**Aim of the task**
Report each line of the data below that contains the string "green", copying each such line in full. Case counts, so a match must have the same uppercase and lowercase letters.

· · · ·

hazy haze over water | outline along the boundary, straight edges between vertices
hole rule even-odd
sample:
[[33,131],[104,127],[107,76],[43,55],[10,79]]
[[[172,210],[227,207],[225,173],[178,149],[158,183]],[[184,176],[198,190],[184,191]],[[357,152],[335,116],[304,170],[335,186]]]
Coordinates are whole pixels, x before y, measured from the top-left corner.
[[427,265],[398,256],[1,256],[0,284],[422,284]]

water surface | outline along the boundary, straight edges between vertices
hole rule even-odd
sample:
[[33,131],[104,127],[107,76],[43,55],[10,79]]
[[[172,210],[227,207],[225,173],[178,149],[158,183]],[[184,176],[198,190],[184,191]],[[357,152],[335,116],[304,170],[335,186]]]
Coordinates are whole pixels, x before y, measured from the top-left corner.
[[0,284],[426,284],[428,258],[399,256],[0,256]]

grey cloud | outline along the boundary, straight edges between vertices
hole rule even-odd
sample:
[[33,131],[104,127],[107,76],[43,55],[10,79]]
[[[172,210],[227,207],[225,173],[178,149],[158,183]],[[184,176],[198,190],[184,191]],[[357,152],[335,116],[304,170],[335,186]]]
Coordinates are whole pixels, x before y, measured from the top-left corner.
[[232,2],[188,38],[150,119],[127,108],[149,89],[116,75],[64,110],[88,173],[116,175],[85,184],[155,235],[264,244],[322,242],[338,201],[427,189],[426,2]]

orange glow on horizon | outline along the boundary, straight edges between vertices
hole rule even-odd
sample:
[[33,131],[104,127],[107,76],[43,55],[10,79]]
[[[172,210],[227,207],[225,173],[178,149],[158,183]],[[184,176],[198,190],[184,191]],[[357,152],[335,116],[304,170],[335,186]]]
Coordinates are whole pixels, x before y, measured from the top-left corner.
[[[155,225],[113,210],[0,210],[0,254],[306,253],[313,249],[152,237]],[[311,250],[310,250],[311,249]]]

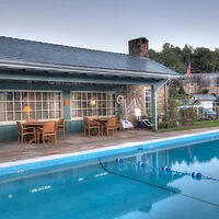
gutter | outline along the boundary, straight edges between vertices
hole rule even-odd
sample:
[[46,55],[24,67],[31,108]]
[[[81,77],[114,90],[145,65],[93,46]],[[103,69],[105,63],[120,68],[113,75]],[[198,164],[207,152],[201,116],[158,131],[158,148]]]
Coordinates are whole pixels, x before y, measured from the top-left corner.
[[154,79],[178,79],[181,74],[168,74],[158,72],[146,72],[146,71],[132,71],[132,70],[120,70],[120,69],[103,69],[94,67],[78,67],[78,66],[62,66],[62,65],[50,65],[50,64],[38,64],[27,61],[11,61],[0,60],[0,68],[13,68],[13,69],[32,69],[41,71],[54,71],[54,72],[69,72],[69,73],[94,73],[101,74],[107,73],[110,76],[118,77],[134,77],[134,78],[154,78]]

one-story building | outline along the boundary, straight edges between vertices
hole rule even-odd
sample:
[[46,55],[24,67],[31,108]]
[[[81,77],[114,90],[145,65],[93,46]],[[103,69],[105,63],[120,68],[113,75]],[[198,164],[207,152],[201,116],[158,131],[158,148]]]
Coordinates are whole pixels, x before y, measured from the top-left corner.
[[192,101],[203,108],[212,110],[214,103],[217,101],[217,97],[208,94],[194,94]]
[[181,76],[147,57],[145,37],[130,41],[126,55],[1,36],[0,141],[15,139],[15,122],[27,117],[65,117],[67,134],[82,131],[83,116],[116,115],[116,97],[130,101],[136,91],[157,129],[157,90]]

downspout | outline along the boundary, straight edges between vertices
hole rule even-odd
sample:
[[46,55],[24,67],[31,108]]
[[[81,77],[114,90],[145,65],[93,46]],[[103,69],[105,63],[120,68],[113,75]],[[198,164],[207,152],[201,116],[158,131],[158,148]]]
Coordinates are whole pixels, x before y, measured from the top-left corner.
[[[153,130],[158,130],[158,108],[157,108],[157,92],[163,87],[166,85],[168,82],[171,81],[171,78],[169,77],[165,81],[162,83],[153,84],[151,85],[151,100],[152,100],[152,123],[153,123]],[[166,102],[166,89],[164,90],[164,104]],[[166,107],[166,106],[165,106]]]

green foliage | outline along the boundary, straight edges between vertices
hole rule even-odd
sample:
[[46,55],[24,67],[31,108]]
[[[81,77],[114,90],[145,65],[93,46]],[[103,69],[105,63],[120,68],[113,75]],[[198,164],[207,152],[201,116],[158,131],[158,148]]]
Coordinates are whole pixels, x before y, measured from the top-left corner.
[[171,69],[185,74],[191,60],[192,73],[219,71],[219,48],[210,50],[205,47],[194,48],[185,45],[184,48],[175,47],[170,43],[163,44],[161,51],[149,50],[150,58],[163,64]]

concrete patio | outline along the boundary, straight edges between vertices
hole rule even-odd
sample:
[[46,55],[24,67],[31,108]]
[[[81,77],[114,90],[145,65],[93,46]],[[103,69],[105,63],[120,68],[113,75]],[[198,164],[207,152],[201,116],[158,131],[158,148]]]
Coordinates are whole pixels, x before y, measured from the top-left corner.
[[84,137],[82,134],[69,135],[67,139],[56,145],[18,145],[16,141],[0,142],[0,163],[9,161],[25,160],[30,158],[44,157],[49,154],[62,154],[77,151],[88,151],[90,149],[104,148],[110,146],[123,145],[127,142],[148,141],[168,137],[182,136],[187,134],[205,132],[219,128],[201,128],[172,132],[153,132],[149,130],[125,130],[114,136],[92,136]]

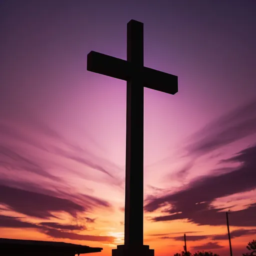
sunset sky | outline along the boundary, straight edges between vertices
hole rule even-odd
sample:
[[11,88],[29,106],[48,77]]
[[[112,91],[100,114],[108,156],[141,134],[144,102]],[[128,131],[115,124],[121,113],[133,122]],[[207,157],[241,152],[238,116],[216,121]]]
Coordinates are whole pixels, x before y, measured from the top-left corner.
[[[178,76],[144,89],[144,243],[229,254],[256,238],[256,1],[0,1],[0,238],[124,242],[126,82],[86,71],[126,60]],[[170,86],[166,84],[166,86]]]

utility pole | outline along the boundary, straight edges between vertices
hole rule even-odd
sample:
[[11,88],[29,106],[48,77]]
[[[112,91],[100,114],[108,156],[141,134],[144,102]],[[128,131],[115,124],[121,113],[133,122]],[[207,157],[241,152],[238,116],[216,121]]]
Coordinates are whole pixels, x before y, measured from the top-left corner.
[[228,224],[228,214],[230,210],[228,212],[226,212],[226,226],[228,227],[228,240],[230,242],[230,256],[232,256],[232,248],[231,247],[231,240],[230,238],[230,224]]
[[185,254],[186,255],[186,234],[184,234],[184,242],[185,242],[185,245],[184,246],[184,250],[185,250]]

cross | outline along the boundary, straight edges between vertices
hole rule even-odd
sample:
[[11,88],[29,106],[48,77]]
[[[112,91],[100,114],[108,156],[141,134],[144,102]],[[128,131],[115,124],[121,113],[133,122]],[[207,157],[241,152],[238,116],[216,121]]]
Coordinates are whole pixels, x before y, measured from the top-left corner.
[[178,76],[144,66],[143,23],[127,24],[127,60],[90,52],[87,70],[127,82],[124,245],[143,246],[144,87],[174,94]]

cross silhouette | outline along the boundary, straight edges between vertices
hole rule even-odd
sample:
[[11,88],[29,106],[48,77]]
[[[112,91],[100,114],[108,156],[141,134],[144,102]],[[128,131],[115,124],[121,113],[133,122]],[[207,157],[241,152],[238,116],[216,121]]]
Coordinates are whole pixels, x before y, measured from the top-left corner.
[[143,23],[127,24],[127,60],[90,52],[87,70],[127,81],[124,245],[143,246],[144,87],[172,94],[178,76],[144,66]]

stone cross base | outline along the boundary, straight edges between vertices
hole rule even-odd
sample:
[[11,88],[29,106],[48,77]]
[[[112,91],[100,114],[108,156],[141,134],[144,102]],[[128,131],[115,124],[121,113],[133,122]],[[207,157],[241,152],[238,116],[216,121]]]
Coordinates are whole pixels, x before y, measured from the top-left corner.
[[112,256],[154,256],[154,251],[149,246],[118,246],[117,249],[112,250]]

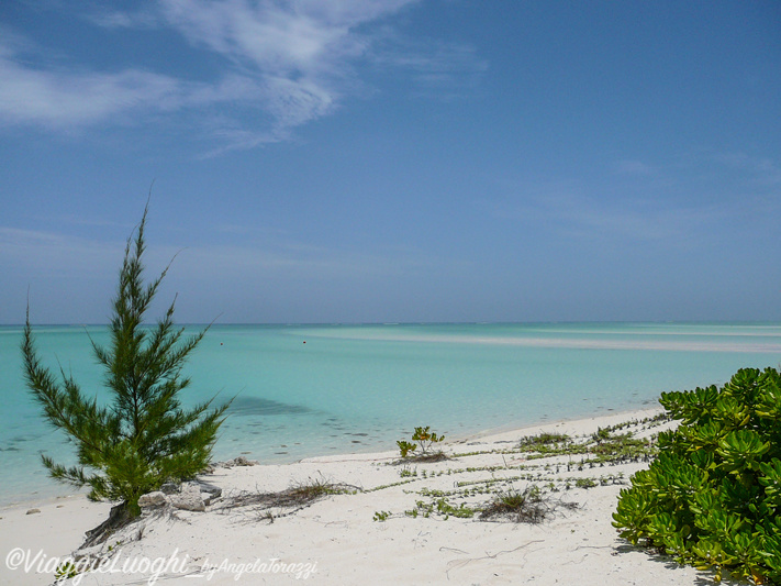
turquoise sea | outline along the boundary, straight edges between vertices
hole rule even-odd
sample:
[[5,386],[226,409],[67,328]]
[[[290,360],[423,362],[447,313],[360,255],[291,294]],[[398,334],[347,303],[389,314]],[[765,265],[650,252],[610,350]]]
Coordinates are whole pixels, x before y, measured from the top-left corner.
[[[75,449],[25,390],[21,332],[0,327],[0,505],[74,491],[40,462],[75,463]],[[90,345],[104,327],[34,332],[46,364],[105,399]],[[217,460],[288,463],[393,450],[415,425],[458,438],[657,406],[661,391],[780,364],[777,323],[213,325],[183,402],[235,396]]]

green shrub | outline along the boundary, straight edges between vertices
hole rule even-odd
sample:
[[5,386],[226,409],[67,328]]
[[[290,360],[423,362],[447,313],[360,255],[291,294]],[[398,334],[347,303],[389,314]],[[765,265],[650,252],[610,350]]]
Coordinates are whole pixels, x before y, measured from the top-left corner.
[[190,384],[182,368],[205,330],[183,338],[183,328],[174,325],[174,303],[155,327],[144,324],[167,272],[144,283],[147,210],[148,206],[135,239],[127,240],[109,327],[111,343],[92,344],[96,361],[105,371],[110,403],[101,406],[64,369],[56,377],[41,363],[29,310],[22,342],[24,376],[33,398],[48,422],[77,447],[78,466],[66,468],[42,455],[44,466],[57,480],[88,486],[90,499],[121,501],[118,519],[137,516],[144,493],[170,479],[191,478],[208,466],[227,408],[227,403],[212,408],[208,400],[183,409],[179,400]]
[[433,453],[431,451],[432,446],[435,443],[439,443],[444,440],[445,435],[437,435],[436,433],[431,431],[431,425],[426,425],[425,428],[415,428],[415,431],[412,434],[412,441],[417,443],[410,443],[405,440],[399,440],[395,442],[395,444],[399,446],[399,453],[401,454],[401,457],[408,457],[410,455],[410,452],[416,451],[420,446],[421,454],[417,456],[417,458],[431,460],[444,457],[444,454],[442,452]]
[[781,373],[745,368],[659,402],[680,425],[621,491],[613,526],[717,581],[781,582]]

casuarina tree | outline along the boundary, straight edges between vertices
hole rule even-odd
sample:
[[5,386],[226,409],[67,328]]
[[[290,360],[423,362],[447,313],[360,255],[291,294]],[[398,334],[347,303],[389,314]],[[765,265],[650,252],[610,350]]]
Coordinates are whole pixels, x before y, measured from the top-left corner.
[[[174,323],[174,305],[156,324],[147,324],[149,309],[168,267],[145,283],[142,257],[148,203],[134,234],[127,239],[113,300],[110,342],[92,341],[94,356],[105,371],[108,400],[87,396],[60,367],[59,376],[44,366],[35,349],[30,308],[22,354],[24,375],[43,414],[69,435],[78,465],[64,466],[43,455],[52,477],[89,487],[93,500],[118,501],[121,517],[138,515],[138,497],[168,480],[192,478],[211,460],[227,403],[214,398],[182,407],[180,392],[190,379],[182,368],[207,330],[185,334]],[[112,515],[113,516],[113,515]]]

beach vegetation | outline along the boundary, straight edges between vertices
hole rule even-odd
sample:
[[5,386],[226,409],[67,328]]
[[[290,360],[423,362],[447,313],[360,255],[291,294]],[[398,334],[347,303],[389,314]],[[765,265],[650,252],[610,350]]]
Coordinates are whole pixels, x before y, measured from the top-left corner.
[[781,374],[744,368],[717,388],[662,392],[679,427],[621,491],[633,544],[757,584],[781,583]]
[[[434,451],[432,447],[443,441],[445,441],[444,434],[437,435],[431,431],[431,425],[426,425],[425,428],[415,428],[412,433],[412,442],[416,443],[399,440],[395,444],[399,446],[399,453],[402,458],[414,457],[419,462],[437,462],[446,460],[447,456],[440,450]],[[412,454],[417,452],[419,447],[421,449],[420,453]]]
[[387,521],[390,516],[391,516],[390,511],[376,511],[375,517],[372,518],[372,521],[378,521],[378,522],[382,523],[382,522]]
[[[155,327],[144,317],[168,268],[146,284],[143,255],[148,202],[141,223],[127,239],[112,305],[110,344],[92,342],[96,361],[105,371],[110,400],[87,396],[60,367],[57,377],[44,366],[30,324],[22,355],[26,385],[43,414],[77,447],[78,465],[66,467],[42,455],[49,475],[89,487],[92,500],[119,501],[112,522],[140,513],[138,497],[170,480],[194,477],[209,465],[227,405],[214,398],[186,409],[180,392],[190,385],[182,368],[205,331],[185,336],[174,324],[174,302]],[[175,299],[176,301],[176,299]]]

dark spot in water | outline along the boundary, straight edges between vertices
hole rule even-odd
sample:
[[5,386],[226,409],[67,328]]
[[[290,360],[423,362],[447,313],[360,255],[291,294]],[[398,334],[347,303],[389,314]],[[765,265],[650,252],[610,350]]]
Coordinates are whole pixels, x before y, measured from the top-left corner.
[[287,416],[309,413],[311,409],[263,397],[236,397],[228,411],[234,416]]

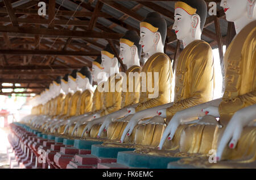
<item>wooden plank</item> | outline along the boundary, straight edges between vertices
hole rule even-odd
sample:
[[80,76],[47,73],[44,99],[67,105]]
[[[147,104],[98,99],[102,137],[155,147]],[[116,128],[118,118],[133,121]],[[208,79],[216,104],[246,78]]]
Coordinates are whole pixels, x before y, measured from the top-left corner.
[[69,65],[69,68],[63,65],[53,65],[51,66],[46,65],[26,65],[26,66],[11,66],[7,65],[4,66],[5,70],[72,70],[79,69],[82,67],[81,65]]
[[9,82],[9,83],[40,83],[42,84],[45,84],[46,83],[51,82],[52,81],[51,79],[5,79],[0,78],[0,82]]
[[103,6],[103,3],[98,1],[96,6],[93,11],[93,15],[90,18],[90,23],[88,26],[88,30],[93,30],[96,24],[97,19],[98,18],[98,14],[100,12],[101,8]]
[[226,39],[226,48],[229,47],[229,44],[232,41],[234,37],[236,36],[236,32],[234,27],[234,22],[229,22],[228,24],[228,32],[227,32],[227,39]]
[[8,12],[8,14],[13,26],[15,27],[19,26],[19,23],[18,23],[16,17],[14,14],[14,11],[13,9],[11,2],[9,0],[3,0],[3,2],[5,3],[5,7]]
[[54,16],[55,15],[55,0],[49,0],[48,28],[54,28]]
[[99,52],[82,52],[82,51],[51,51],[51,50],[23,50],[23,49],[0,49],[0,54],[2,55],[59,55],[73,56],[100,56]]
[[123,34],[110,32],[100,32],[92,31],[71,31],[71,30],[56,30],[47,28],[35,28],[23,27],[9,27],[0,26],[0,32],[14,32],[24,34],[52,35],[60,37],[91,37],[101,39],[119,39],[123,36]]
[[[20,9],[14,8],[14,13],[15,14],[31,14],[31,15],[38,15],[38,10],[32,9]],[[0,8],[1,13],[7,13],[7,11],[5,8]],[[55,14],[57,12],[57,11],[55,11]],[[75,11],[68,11],[68,10],[59,10],[57,16],[72,16],[74,14]],[[85,12],[85,11],[76,11],[73,16],[74,17],[90,17],[93,15],[92,12]],[[49,11],[46,10],[46,14],[49,14]],[[98,14],[98,17],[102,17],[105,18],[112,18],[112,16],[105,12],[100,12]]]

· · · ·

**Correct answer**
green foliage | outline along the boundary, straight edges between vertices
green shrub | outline along the boundary, straight edges between vertices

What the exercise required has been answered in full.